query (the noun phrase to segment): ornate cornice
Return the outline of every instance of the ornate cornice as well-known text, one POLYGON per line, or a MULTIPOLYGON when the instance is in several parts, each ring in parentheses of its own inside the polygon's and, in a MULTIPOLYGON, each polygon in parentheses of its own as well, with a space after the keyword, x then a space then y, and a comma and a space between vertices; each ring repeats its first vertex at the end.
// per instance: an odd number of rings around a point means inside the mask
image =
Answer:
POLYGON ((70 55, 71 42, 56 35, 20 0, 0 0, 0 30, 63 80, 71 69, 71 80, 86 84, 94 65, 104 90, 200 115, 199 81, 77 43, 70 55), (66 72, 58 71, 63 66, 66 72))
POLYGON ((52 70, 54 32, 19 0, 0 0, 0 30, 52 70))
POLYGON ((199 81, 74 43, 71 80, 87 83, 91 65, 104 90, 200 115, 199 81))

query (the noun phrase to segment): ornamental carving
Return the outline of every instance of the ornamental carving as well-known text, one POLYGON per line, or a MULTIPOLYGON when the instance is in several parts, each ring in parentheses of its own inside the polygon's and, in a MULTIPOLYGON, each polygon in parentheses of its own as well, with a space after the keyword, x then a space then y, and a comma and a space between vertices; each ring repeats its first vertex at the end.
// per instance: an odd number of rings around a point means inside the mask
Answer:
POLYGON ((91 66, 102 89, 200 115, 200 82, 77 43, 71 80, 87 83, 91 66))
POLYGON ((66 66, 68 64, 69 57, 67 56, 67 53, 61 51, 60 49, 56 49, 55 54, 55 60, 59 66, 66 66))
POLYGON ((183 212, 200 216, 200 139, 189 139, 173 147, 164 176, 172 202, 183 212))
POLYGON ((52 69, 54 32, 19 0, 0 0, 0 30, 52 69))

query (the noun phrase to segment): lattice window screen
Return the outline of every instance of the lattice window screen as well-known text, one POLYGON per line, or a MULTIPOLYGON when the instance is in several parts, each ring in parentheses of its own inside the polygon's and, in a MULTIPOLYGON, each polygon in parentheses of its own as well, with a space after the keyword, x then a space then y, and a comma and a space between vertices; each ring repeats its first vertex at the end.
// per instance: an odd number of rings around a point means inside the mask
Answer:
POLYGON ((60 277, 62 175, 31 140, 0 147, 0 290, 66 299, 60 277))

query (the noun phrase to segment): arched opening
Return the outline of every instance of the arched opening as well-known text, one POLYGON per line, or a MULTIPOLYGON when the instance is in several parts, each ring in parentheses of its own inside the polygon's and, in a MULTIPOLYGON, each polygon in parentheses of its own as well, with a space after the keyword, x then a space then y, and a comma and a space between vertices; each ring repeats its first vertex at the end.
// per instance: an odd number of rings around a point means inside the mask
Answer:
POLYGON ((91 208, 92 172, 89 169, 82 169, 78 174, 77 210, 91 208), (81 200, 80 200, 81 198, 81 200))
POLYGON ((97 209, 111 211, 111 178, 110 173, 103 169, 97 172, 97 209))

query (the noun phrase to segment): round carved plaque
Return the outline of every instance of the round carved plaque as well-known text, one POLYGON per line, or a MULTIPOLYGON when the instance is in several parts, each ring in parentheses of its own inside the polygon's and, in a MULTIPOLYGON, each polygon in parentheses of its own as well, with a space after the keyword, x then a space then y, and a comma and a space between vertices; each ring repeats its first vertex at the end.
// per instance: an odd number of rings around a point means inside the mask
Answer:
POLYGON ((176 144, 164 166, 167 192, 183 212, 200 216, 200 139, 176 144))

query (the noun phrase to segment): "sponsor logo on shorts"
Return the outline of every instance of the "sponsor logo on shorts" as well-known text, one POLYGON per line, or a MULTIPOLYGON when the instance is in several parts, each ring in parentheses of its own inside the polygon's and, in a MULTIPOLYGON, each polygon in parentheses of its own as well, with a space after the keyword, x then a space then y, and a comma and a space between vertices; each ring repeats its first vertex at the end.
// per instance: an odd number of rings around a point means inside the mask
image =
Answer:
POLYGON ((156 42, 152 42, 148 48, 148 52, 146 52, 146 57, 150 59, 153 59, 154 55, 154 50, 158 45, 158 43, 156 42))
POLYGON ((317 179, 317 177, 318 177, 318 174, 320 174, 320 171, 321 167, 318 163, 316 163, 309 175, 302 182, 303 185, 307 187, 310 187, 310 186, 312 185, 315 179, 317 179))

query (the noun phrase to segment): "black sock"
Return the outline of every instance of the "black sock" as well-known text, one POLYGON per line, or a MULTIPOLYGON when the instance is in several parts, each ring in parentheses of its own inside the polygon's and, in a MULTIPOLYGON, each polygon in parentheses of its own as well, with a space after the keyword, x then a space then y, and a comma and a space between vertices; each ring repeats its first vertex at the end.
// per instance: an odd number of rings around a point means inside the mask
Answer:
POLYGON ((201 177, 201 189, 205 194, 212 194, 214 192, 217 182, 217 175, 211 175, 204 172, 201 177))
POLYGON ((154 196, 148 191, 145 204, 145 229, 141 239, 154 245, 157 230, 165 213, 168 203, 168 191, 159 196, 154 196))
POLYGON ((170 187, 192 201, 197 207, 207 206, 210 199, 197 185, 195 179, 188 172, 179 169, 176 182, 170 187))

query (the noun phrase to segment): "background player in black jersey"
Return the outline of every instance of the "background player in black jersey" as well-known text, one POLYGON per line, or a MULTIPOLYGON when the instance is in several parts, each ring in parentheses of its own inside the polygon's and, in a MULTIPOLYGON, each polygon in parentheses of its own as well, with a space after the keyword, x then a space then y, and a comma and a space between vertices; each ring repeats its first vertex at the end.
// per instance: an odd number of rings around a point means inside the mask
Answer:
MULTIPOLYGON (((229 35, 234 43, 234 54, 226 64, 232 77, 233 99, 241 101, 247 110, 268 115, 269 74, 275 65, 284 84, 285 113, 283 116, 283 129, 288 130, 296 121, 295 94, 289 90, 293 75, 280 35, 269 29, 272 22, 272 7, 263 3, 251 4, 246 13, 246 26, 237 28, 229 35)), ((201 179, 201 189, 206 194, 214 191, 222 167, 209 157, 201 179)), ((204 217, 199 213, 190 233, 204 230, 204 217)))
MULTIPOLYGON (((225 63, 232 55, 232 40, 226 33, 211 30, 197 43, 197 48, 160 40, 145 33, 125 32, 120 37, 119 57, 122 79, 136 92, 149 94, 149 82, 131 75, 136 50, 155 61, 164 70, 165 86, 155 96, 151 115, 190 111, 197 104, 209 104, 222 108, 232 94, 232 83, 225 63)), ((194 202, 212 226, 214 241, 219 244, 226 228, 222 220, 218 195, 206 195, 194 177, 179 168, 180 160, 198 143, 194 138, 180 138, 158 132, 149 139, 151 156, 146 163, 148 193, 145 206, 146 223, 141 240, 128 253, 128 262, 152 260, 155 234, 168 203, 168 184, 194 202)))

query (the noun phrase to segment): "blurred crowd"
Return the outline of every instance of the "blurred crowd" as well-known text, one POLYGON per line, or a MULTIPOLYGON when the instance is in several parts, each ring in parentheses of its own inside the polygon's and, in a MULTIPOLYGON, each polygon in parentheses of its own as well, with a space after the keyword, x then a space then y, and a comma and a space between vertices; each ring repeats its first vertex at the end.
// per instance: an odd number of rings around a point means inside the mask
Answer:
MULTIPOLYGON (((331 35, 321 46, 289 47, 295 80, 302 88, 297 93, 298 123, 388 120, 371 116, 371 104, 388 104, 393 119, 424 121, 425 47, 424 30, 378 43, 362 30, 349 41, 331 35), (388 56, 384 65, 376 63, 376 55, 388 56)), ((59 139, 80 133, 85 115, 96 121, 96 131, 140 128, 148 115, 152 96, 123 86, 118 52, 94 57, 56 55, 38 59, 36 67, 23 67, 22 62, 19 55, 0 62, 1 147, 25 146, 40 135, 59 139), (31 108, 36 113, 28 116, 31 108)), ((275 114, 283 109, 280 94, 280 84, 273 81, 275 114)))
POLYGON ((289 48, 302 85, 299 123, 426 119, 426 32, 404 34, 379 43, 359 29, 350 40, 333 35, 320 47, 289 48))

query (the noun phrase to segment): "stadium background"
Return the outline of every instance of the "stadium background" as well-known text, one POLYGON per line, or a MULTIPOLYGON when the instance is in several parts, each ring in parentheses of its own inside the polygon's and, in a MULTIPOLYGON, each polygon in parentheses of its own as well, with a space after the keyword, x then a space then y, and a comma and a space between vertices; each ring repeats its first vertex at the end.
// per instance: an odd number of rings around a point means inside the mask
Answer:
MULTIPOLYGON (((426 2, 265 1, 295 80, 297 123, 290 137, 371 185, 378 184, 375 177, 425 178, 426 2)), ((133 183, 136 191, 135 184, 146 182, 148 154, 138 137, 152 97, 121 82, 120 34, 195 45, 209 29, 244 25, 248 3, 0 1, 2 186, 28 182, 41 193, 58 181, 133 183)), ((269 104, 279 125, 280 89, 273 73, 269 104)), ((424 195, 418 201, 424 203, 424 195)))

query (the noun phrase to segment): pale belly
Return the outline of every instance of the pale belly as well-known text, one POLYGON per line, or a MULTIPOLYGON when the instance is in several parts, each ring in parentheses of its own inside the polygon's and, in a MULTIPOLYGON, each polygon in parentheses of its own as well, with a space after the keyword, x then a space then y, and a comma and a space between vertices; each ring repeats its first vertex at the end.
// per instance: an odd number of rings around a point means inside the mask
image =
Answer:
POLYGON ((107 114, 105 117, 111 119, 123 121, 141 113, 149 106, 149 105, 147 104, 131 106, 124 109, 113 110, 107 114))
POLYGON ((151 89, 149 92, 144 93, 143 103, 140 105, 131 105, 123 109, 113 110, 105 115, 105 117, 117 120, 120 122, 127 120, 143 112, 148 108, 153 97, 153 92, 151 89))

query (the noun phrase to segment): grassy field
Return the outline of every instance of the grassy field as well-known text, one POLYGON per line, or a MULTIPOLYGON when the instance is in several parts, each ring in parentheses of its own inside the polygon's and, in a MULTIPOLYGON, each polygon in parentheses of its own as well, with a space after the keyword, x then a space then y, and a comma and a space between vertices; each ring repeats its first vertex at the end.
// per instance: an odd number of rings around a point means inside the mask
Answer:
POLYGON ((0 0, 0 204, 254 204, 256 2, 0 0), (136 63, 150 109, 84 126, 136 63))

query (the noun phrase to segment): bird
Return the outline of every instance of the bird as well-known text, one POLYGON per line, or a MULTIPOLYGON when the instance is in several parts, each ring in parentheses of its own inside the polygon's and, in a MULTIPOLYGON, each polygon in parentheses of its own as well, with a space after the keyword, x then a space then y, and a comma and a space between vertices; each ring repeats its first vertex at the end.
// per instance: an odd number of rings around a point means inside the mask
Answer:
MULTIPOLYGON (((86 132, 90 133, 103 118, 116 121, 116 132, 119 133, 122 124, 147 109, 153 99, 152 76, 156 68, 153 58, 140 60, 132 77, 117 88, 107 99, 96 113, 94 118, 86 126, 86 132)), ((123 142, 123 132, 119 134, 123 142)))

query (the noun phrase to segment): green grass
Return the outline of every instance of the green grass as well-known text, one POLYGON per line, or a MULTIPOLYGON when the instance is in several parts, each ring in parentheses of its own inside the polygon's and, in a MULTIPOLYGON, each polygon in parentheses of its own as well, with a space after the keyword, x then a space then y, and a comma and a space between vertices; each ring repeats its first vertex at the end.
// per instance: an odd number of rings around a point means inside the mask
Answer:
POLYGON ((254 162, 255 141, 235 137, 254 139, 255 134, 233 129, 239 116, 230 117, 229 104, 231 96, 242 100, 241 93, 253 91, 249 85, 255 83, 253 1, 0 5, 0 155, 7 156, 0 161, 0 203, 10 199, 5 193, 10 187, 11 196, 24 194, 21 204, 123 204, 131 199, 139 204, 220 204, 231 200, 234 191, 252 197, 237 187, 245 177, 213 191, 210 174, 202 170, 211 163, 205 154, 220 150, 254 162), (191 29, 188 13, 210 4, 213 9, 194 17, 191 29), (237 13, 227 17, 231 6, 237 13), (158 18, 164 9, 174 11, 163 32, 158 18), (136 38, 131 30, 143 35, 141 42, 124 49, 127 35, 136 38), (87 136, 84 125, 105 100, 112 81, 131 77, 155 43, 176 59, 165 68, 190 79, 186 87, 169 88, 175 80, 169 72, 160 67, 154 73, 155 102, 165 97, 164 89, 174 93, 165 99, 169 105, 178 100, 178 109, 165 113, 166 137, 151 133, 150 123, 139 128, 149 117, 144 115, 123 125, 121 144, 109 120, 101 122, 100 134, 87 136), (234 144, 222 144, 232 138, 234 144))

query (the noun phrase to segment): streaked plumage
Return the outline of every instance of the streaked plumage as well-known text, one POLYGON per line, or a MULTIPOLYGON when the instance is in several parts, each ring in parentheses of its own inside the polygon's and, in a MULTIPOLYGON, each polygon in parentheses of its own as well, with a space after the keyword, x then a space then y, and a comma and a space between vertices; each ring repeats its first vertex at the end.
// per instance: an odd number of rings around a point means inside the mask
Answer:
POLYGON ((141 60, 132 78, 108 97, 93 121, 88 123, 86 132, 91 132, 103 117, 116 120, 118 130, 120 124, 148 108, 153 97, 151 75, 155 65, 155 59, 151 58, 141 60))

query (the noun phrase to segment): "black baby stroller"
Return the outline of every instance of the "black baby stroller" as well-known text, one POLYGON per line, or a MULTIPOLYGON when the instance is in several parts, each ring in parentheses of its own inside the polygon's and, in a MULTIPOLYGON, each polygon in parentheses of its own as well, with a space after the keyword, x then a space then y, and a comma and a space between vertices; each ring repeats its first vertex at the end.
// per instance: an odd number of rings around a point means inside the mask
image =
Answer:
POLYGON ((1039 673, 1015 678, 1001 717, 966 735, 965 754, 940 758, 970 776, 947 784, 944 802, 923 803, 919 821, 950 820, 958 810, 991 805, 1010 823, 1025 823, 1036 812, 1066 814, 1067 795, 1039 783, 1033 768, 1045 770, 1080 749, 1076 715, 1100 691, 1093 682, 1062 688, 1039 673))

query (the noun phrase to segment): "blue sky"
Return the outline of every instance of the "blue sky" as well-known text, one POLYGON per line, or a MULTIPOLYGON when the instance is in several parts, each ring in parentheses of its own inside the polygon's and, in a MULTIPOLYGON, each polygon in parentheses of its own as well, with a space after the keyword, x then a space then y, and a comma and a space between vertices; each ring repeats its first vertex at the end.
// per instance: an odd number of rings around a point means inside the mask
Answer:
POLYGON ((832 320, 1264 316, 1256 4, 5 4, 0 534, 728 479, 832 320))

● **DIRECTIVE**
Copy every line from the line with "query (the noun phrase to segment): ornamental" to the line with "POLYGON ((91 66, 102", keeping all other text the same, and shift every vertex coordinate in the answer outlines by -105.

● **TASK RESPONSE**
query (the noun phrase to segment): ornamental carving
Return the outline of every instance of the ornamental carving as well-known text, one POLYGON per line, or a MULTIPOLYGON when the instance is in several parts, each ring in parentheses of its own inside the polygon's and, in a MULTIPOLYGON, each polygon in parentheses of its own as well, with a space after the keyword, x then a space then y, and a comma and a space between vertices; each ring repeats its first vertex at the end.
// per instance: an odd number of rings around a point means inside the mask
Answer:
POLYGON ((-14 -39, -3 -16, 95 10, 95 -23, -28 -62, -34 -25, -18 -22, -14 -39))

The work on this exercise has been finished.